## Study text:
BEGIN

Singh says Old Mutual's direct products sold though iWyze Life and Old Mutual Life are for consumers who have what is known as a "single need" for life cover as there is no advice. They suit younger, healthier people, she says.
Consumers who need advice should get cover from Old Mutual's Greenlight Life.
Working out how much cover you need isn't impossible for the lay person, but it becomes more difficult if you have a family, especially a complicated one involving an ex-spouse, home loan and/or a business.
Sneddon says it is not impossible to determine how much cover you need without advice, but it is like fixing the toilet - if you are prepared to read the instructions you can do it yourself but it will take time and you may prefer to pay a plumber to do it.
Life assurers ask medical questions and subject you to medical tests to underwrite or rate your risk of claiming to a greater or lesser extent.
Direct insurers typically make the process of signing on easier by asking fewer underwriting questions.
Singh says Old Mutual's direct cover is fully underwritten but it is a simpler product, powered by online, "robo" underwriting. The iWyze process can be completed in 12 minutes, she says.
Greenlight's cover, however, may involve completing an underwriting questionnaire if your cover is less than R1m, or answering questions and going for tests such as those for HIV, smoking and cholesterol.
Castleden says the level of underwriting can affect the cost - cover that is not underwritten, such as funeral insurance, is typically the most expensive cover.
You can buy life, disability and funeral cover from Sanlam Indie which is fully underwritten but requires only that you answer some online questions - and you may be randomly selected for a blood test done by a nurse who will visit your home or workplace.

END

## Data block:

BEGIN

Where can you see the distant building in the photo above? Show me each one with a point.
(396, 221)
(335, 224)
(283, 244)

END

From the text on life cover, copy word for word the passage that starts with the words "Sneddon says it" and finishes with "or lesser extent.".

## Written answer:
Sneddon says it is not impossible to determine how much cover you need without advice, but it is like fixing the toilet - if you are prepared to read the instructions you can do it yourself but it will take time and you may prefer to pay a plumber to do it.
Life assurers ask medical questions and subject you to medical tests to underwrite or rate your risk of claiming to a greater or lesser extent.